Task item: The answer should be an exact copy of the data.

****

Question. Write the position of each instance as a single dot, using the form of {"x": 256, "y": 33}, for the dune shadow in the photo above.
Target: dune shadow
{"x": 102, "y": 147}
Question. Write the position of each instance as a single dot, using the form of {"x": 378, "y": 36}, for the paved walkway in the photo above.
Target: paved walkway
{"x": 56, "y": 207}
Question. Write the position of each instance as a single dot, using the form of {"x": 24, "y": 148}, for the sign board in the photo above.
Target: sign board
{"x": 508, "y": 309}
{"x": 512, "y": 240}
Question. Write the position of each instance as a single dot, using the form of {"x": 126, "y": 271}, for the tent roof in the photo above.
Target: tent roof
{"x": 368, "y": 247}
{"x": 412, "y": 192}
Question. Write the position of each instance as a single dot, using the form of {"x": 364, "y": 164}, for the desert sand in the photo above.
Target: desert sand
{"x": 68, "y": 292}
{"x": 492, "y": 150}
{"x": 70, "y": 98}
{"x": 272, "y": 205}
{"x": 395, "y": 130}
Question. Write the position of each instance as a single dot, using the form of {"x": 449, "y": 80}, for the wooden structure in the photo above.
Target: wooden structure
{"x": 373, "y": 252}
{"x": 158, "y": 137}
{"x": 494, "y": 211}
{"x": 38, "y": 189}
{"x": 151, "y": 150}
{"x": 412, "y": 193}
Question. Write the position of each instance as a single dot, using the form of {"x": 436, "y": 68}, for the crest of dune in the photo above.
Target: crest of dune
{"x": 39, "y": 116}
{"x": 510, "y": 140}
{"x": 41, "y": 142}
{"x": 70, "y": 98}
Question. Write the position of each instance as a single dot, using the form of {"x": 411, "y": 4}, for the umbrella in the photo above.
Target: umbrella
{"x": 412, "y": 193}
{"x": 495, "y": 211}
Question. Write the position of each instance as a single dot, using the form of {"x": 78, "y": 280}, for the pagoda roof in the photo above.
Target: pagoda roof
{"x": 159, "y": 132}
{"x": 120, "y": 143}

****

Response box:
Question. Write the position of each instance as a single dot, using the form of {"x": 256, "y": 33}, for the dune shadow in the photo above.
Target: dune shadow
{"x": 102, "y": 147}
Question. Write the position of each instance as a single dot, using the form of {"x": 378, "y": 36}, for the paved walkway in the photo above.
Target: paved walkway
{"x": 56, "y": 207}
Question. Write the position of each instance as a single dot, using the form of {"x": 24, "y": 148}, for the sign board in the photo above.
Target: sign board
{"x": 508, "y": 309}
{"x": 512, "y": 240}
Question. Write the position of each instance as a single dot, using the form of {"x": 126, "y": 271}, for the tent roof in the photo above.
Target: tent roof
{"x": 368, "y": 247}
{"x": 412, "y": 192}
Question. Write the position of each instance as a single dot, using the form of {"x": 364, "y": 164}, for the desert sand in the photo above.
Target: desert sand
{"x": 68, "y": 292}
{"x": 492, "y": 150}
{"x": 70, "y": 98}
{"x": 272, "y": 205}
{"x": 395, "y": 130}
Question. Write the position of each instance as a single dot, using the form of {"x": 449, "y": 80}, for the wooden structure in the photo above.
Target: wooden structure
{"x": 373, "y": 252}
{"x": 158, "y": 137}
{"x": 494, "y": 211}
{"x": 38, "y": 189}
{"x": 151, "y": 150}
{"x": 412, "y": 193}
Question. Write the position of each instance as a single dot, using the form of {"x": 436, "y": 68}, for the crest of dune in the photo above.
Target: crest of dune
{"x": 39, "y": 116}
{"x": 510, "y": 140}
{"x": 41, "y": 142}
{"x": 70, "y": 98}
Question. Write the position of each instance as a single dot, using the form of {"x": 411, "y": 4}, for the umbrella in the photo above.
Target: umbrella
{"x": 412, "y": 193}
{"x": 495, "y": 211}
Question. Write the position of each instance as a single dot, using the form of {"x": 78, "y": 280}, for the pagoda roof in the photo above.
Target: pagoda roof
{"x": 159, "y": 132}
{"x": 120, "y": 143}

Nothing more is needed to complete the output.